Task objective: Every record must be transcribed in its entirety, apart from the images, which are to be omitted.

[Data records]

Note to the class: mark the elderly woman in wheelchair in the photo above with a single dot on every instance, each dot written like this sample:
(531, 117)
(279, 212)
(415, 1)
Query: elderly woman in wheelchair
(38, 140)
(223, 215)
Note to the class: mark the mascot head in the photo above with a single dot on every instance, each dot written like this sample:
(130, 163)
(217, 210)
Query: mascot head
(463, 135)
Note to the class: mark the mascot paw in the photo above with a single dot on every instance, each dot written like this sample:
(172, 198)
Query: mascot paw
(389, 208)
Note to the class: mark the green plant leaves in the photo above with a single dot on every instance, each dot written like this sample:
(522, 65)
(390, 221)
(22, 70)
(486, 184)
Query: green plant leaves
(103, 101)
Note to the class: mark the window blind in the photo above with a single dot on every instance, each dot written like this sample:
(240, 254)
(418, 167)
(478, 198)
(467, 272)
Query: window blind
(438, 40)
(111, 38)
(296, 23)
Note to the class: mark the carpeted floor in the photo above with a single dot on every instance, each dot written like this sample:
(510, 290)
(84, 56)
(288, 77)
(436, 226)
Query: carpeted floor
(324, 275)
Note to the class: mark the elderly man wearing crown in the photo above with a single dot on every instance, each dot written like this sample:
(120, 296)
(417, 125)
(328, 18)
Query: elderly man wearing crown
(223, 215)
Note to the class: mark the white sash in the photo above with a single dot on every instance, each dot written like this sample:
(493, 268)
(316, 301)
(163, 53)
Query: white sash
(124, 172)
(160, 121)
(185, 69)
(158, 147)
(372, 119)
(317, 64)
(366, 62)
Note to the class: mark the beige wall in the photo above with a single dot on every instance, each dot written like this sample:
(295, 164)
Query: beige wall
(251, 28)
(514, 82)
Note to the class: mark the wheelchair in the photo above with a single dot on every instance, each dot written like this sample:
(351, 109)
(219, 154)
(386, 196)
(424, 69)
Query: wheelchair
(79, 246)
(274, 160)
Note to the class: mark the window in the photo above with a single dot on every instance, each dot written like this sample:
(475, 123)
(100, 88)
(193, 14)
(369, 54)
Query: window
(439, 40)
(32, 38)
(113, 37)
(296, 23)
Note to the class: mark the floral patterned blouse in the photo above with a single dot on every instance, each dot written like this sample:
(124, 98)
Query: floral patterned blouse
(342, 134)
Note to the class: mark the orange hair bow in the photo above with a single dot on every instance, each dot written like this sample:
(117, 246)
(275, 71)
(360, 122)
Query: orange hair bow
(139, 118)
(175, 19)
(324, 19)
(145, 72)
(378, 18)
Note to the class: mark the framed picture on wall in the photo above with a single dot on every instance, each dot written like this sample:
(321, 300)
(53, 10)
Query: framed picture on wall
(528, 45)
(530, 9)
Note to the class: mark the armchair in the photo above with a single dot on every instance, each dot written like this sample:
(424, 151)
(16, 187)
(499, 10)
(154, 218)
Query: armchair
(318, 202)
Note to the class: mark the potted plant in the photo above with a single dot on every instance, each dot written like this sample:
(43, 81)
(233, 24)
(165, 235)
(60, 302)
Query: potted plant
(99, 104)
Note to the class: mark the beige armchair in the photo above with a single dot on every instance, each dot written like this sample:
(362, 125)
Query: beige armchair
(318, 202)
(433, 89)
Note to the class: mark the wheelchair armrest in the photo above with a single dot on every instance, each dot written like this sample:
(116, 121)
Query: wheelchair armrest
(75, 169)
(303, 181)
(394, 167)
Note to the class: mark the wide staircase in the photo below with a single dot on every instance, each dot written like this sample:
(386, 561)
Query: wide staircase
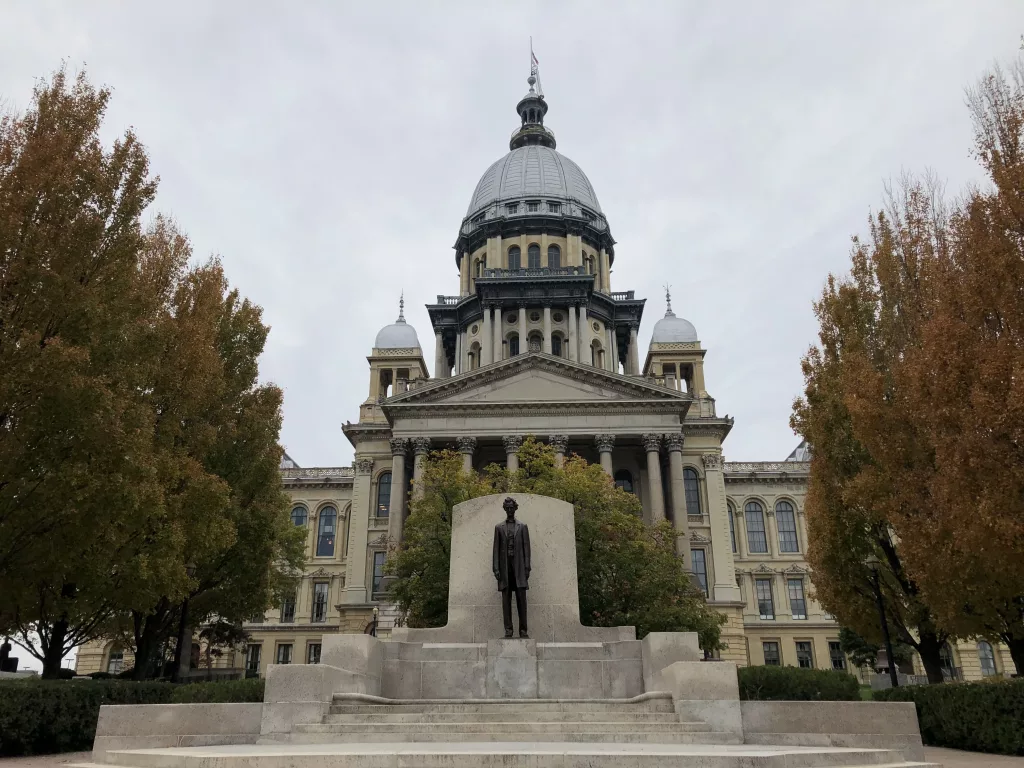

Task output:
Note to the class: mark the elderly woman in wheelchair in the photo above with a single dot on every instance, each dot written like this sample:
(531, 117)
(279, 212)
(415, 1)
Query: elderly woman in wheelchair
(38, 140)
(223, 215)
Note to the class: mark the mascot head in the photo above with a single dot on every instance, each dot written like this sample:
(130, 163)
(217, 210)
Query: mascot head
(463, 135)
Note to the class: mark the mascot paw in the photo above with a single dot on every instance, each dot written like this sample:
(172, 198)
Query: mascot paw
(389, 208)
Note to the class: mark the green plant leaves in the photo above with a single dot on every instance, each dot written like this sample:
(522, 65)
(390, 221)
(22, 70)
(486, 184)
Query: green plant leaves
(103, 101)
Note to the class: mark the window blind in the photo above with a single dot on every instance, each dot written like this sample:
(240, 254)
(418, 167)
(478, 198)
(467, 272)
Query: window blind
(438, 40)
(111, 38)
(296, 23)
Note to the class: mark the carpeted floor in the photo above with a single dot on every instance, each dot written like this sample:
(510, 290)
(84, 56)
(288, 77)
(436, 226)
Query: carpeted floor
(324, 275)
Note to the class: mark the elderly man wearing crown in the photo above with a single dot on every instance, each dot written like this sample:
(120, 296)
(417, 125)
(328, 18)
Query: elderly man wearing crown
(223, 215)
Note to the class: mark the white sash in the photo above with a single dot on every instance, each dot written like this sample:
(493, 268)
(316, 301)
(163, 53)
Query: white sash
(124, 172)
(160, 121)
(185, 69)
(158, 147)
(372, 119)
(317, 64)
(366, 62)
Note to the class: mark the beige wall in the photo above with a single dot on every instance, each dot written like this sample:
(295, 164)
Query: beige wall
(251, 28)
(514, 82)
Note to the class: mark the wheelchair in the photo above with a single dot on every instance, each dot written like this sample:
(351, 109)
(219, 154)
(386, 196)
(424, 69)
Query: wheelchair
(79, 246)
(274, 160)
Note to the class: mark the window in the photo above with a single dot on every instance, each dot written like this sample:
(475, 123)
(100, 88)
(193, 14)
(369, 54)
Query: window
(439, 40)
(32, 38)
(113, 37)
(296, 23)
Note to the class: mark the floral patterned blouse in the photo above with a single dot on every instance, each dot written like this sample:
(124, 98)
Query: floral patterned blouse
(342, 134)
Note to the class: mark the orange hair bow in the photo above with a single dot on every instance, each dot written like this sample:
(117, 246)
(275, 71)
(360, 122)
Query: orange hair bow
(139, 118)
(175, 19)
(324, 19)
(145, 72)
(378, 18)
Note to the class: mark the framed picture on wall in the photo above with a single dot on every instance, each dot written like this sample:
(321, 300)
(53, 10)
Query: framed picture on wall
(528, 45)
(530, 9)
Note to the class: mark the armchair in the photo above with a single dot on every instance, each dot written like this sample:
(424, 151)
(16, 187)
(499, 10)
(154, 218)
Query: armchair
(318, 202)
Note to the class: mark the potted plant in the photo above with a single dot on every instance, each dot written like this sample:
(43, 81)
(233, 24)
(165, 235)
(60, 302)
Query: potted plant
(99, 104)
Note to the class: mark the beige armchair in the photo above with a single dot on every instance, each dot written like this sample:
(362, 125)
Query: beige armchair
(318, 202)
(433, 89)
Note to the class: mark the wheelchair armrest in the photo above with a single dot on every instance, each dot written like this sample:
(116, 121)
Query: wheelchair armrest
(75, 169)
(303, 181)
(394, 167)
Note to the class: mark the wide staircase in the photo below with a single dot on every instance, each dot written like this sample:
(386, 561)
Query: wide staircase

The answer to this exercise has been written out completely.